» **WORK REQUEST**: Please copy out each entry, word for word.

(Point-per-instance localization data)
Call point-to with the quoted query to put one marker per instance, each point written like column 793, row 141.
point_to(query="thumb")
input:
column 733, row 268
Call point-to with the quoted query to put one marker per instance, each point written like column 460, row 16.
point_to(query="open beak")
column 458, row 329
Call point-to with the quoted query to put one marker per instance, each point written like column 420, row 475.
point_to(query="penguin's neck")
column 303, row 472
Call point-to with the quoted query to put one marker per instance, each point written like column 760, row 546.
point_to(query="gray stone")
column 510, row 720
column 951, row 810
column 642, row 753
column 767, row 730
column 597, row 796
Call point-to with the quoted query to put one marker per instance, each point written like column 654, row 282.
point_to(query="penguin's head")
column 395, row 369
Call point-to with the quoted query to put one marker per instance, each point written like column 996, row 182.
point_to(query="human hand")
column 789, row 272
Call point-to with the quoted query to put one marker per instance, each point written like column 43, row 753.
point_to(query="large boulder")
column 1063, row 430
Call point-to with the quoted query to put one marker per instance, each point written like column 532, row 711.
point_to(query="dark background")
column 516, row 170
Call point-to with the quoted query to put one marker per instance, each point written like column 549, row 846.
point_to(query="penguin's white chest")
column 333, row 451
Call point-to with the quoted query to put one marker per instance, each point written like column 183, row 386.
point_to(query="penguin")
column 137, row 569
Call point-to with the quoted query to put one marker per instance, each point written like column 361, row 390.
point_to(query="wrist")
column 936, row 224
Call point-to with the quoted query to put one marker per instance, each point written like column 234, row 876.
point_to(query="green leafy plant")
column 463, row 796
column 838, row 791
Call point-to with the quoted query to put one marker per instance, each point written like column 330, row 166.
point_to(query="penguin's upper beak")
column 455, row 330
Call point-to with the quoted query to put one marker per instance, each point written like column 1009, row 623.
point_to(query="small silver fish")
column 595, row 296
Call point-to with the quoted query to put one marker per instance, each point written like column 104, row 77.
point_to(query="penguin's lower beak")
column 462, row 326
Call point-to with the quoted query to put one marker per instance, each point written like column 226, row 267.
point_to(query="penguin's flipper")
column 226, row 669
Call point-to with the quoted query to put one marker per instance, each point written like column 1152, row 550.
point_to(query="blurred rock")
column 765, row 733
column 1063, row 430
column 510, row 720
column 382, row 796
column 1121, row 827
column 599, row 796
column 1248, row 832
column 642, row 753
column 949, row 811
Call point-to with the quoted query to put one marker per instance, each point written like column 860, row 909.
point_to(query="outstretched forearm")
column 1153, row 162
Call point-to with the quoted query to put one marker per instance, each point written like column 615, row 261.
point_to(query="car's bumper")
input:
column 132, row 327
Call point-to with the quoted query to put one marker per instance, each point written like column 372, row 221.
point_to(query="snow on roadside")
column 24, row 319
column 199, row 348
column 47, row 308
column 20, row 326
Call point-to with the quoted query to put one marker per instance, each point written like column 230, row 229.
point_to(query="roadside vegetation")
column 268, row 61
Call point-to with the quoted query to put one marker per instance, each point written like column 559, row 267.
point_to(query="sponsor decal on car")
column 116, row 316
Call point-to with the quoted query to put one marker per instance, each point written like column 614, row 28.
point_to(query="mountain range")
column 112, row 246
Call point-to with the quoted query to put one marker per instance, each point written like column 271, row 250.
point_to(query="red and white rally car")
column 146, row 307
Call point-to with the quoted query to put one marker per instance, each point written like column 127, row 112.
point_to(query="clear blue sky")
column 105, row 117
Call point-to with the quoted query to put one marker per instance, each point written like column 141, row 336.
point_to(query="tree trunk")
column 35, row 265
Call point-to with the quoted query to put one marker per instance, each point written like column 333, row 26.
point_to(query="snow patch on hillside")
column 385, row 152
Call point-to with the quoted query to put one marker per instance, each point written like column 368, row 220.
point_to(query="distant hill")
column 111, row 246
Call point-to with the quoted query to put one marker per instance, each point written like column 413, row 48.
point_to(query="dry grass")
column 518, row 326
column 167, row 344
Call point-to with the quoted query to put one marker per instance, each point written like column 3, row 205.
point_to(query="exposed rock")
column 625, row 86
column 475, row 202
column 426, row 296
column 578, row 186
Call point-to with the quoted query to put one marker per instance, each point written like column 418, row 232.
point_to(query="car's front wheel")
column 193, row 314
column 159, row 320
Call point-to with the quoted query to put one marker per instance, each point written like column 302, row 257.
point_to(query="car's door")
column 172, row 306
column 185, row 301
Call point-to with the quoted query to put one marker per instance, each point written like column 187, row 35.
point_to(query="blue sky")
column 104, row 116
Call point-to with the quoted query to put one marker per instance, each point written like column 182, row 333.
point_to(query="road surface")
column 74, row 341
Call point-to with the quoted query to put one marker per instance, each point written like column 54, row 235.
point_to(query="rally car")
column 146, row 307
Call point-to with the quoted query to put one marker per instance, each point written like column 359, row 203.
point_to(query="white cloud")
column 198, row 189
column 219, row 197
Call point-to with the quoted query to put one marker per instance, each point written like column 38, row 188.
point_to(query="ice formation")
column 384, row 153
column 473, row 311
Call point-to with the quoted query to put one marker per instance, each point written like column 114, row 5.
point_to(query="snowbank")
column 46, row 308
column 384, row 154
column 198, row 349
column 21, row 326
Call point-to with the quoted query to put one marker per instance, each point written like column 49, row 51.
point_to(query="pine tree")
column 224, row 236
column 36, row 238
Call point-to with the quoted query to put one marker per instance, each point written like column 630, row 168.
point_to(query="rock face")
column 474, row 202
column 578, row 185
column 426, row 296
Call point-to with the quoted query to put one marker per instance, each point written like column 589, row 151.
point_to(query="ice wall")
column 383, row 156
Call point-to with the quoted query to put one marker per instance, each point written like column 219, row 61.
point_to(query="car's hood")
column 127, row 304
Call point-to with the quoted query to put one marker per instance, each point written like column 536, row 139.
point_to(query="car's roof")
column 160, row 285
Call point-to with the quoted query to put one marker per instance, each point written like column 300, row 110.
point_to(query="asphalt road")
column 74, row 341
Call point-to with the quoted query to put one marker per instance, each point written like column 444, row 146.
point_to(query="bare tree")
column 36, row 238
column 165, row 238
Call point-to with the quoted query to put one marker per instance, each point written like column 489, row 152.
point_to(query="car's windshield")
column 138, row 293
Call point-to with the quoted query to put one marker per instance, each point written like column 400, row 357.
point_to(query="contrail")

» **RESPONSE BOX**:
Call point-to with the quoted query to put one marker per instance, each point written like column 793, row 141.
point_to(query="thumb")
input:
column 733, row 268
Call point-to with the quoted query to put one marker per instance, each point written like column 460, row 16.
point_to(query="open beak")
column 458, row 329
Call point-to with the quoted query to put one marker per instance, each point written like column 420, row 475.
point_to(query="penguin's neck")
column 303, row 472
Call point-to with the quoted query to put one marker per instance, each point written like column 760, row 546.
point_to(query="gray stone")
column 510, row 720
column 951, row 810
column 642, row 753
column 767, row 730
column 597, row 796
Call point-to with the quoted query to put one marker per instance, each point written like column 654, row 282.
point_to(query="penguin's head")
column 395, row 369
Call point-to with the quoted query to put one marker per instance, each point written like column 996, row 182.
point_to(query="human hand")
column 789, row 272
Call point-to with the quoted query to put one marker per instance, each point written like column 43, row 753.
point_to(query="large boulder")
column 1063, row 430
Call point-to with the quoted query to put one marker per instance, each point written like column 532, row 711.
point_to(query="dark background")
column 516, row 170
Call point-to with the quoted query to put one marker per instance, each point written like column 549, row 846.
point_to(query="penguin's white chest")
column 333, row 451
Call point-to with the quoted query to put one marker per instance, each point written like column 183, row 386.
point_to(query="penguin")
column 137, row 569
Call point-to with the quoted query to put one marker per instance, each point written like column 361, row 390.
point_to(query="wrist")
column 936, row 224
Call point-to with the quoted query to put one marker per instance, each point written like column 234, row 876.
point_to(query="green leafy plant")
column 463, row 796
column 838, row 791
Call point-to with the quoted query to put one marker per instance, each point written like column 330, row 166.
point_to(query="penguin's upper beak")
column 455, row 330
Call point-to with the quoted query to put one marker per instance, each point written like column 1009, row 623.
point_to(query="small silver fish")
column 595, row 296
Call point-to with the quoted query to put one marker per instance, each point written like column 104, row 77.
point_to(query="penguin's lower beak")
column 462, row 326
Call point-to with the quoted query to put one marker per instance, each point written like column 226, row 267.
point_to(query="penguin's flipper")
column 226, row 669
Call point-to with the quoted query to put one marker per instance, each point written like column 1152, row 550.
point_to(query="blurred rock")
column 765, row 733
column 1063, row 430
column 510, row 720
column 382, row 796
column 1121, row 827
column 599, row 796
column 1248, row 832
column 642, row 753
column 949, row 811
Call point-to with the quoted query to put one marker per instance, each point written like column 860, row 909.
point_to(query="outstretched forearm")
column 1153, row 162
Call point-to with the quoted query to put one marker per instance, each point written like column 615, row 261.
point_to(query="car's bumper")
input:
column 132, row 327
Call point-to with the quoted query to put one marker per instance, each point written like column 372, row 221.
point_to(query="snow on roadside")
column 24, row 319
column 199, row 348
column 47, row 308
column 20, row 326
Call point-to with the quoted query to put one marker per instance, each point written like column 230, row 229.
point_to(query="roadside vegetation")
column 268, row 61
Call point-to with the quoted query to put one marker per instance, each point written like column 559, row 267.
point_to(query="sponsor decal on car")
column 116, row 316
Call point-to with the quoted query to put one marker per instance, each point written like column 614, row 28.
point_to(query="mountain range")
column 112, row 246
Call point-to with the quoted query to put one marker per instance, each point written like column 271, row 250.
point_to(query="red and white rally car")
column 146, row 307
Call point-to with the quoted query to put one marker per instance, each point written like column 127, row 112.
point_to(query="clear blue sky")
column 105, row 117
Call point-to with the quoted query to put one marker per instance, each point written like column 141, row 336.
point_to(query="tree trunk")
column 35, row 265
Call point-to with the quoted query to put one marker per instance, each point written like column 333, row 26.
point_to(query="snow patch on hillside")
column 385, row 152
Call point-to with the quoted query to put one marker per instance, each point written like column 368, row 220.
point_to(query="distant hill")
column 111, row 246
Call point-to with the quoted query to put one marker per instance, each point written like column 413, row 48.
point_to(query="dry grass")
column 518, row 326
column 167, row 344
Call point-to with the quoted query to put one marker per instance, each point written like column 3, row 205.
point_to(query="exposed rock")
column 625, row 86
column 475, row 202
column 426, row 296
column 578, row 186
Call point-to with the quoted query to put one marker per instance, each point written like column 418, row 232.
point_to(query="car's front wheel")
column 193, row 314
column 159, row 320
Call point-to with the quoted query to put one marker per instance, each point written like column 302, row 257.
point_to(query="car's door")
column 172, row 306
column 185, row 301
Call point-to with the quoted query to put one marker per instance, each point written like column 187, row 35.
point_to(query="blue sky")
column 104, row 116
Call point-to with the quoted query to put one marker per instance, each point written like column 182, row 333.
point_to(query="road surface")
column 74, row 341
Call point-to with the quoted query to put one marker per instance, each point written like column 54, row 235.
point_to(query="rally car")
column 146, row 307
Call point-to with the quoted query to put one marker per instance, each point written like column 359, row 203.
point_to(query="white cloud")
column 198, row 189
column 219, row 197
Call point-to with the quoted query to put one marker per instance, each point written like column 38, row 188.
point_to(query="ice formation")
column 384, row 153
column 473, row 311
Call point-to with the quoted query to put one marker per instance, each point written like column 114, row 5.
point_to(query="snowbank")
column 46, row 308
column 384, row 154
column 198, row 349
column 21, row 326
Call point-to with the quoted query to put one marker per instance, each point written like column 49, row 51.
point_to(query="pine tree")
column 224, row 236
column 36, row 238
Call point-to with the quoted query to put one marker per instance, each point written like column 630, row 168.
point_to(query="rock face")
column 474, row 202
column 578, row 185
column 426, row 296
Call point-to with the quoted query to put one marker per instance, each point written like column 589, row 151.
point_to(query="ice wall")
column 383, row 156
Call point-to with the quoted query to put one marker per instance, each point written like column 219, row 61.
point_to(query="car's hood")
column 127, row 304
Call point-to with the quoted query to put one marker per instance, each point written like column 536, row 139.
point_to(query="car's roof")
column 160, row 285
Call point-to with the quoted query to put one marker per instance, each point written like column 300, row 110.
point_to(query="asphalt road")
column 74, row 341
Call point-to with the quoted query to put one marker per instance, each point written like column 444, row 146.
point_to(query="bare tree")
column 36, row 238
column 165, row 238
Call point-to with the quoted query to put one marker per instance, each point written like column 489, row 152.
point_to(query="car's windshield")
column 138, row 293
Call point-to with the quoted query to put one marker per instance, each point written like column 400, row 357.
point_to(query="contrail")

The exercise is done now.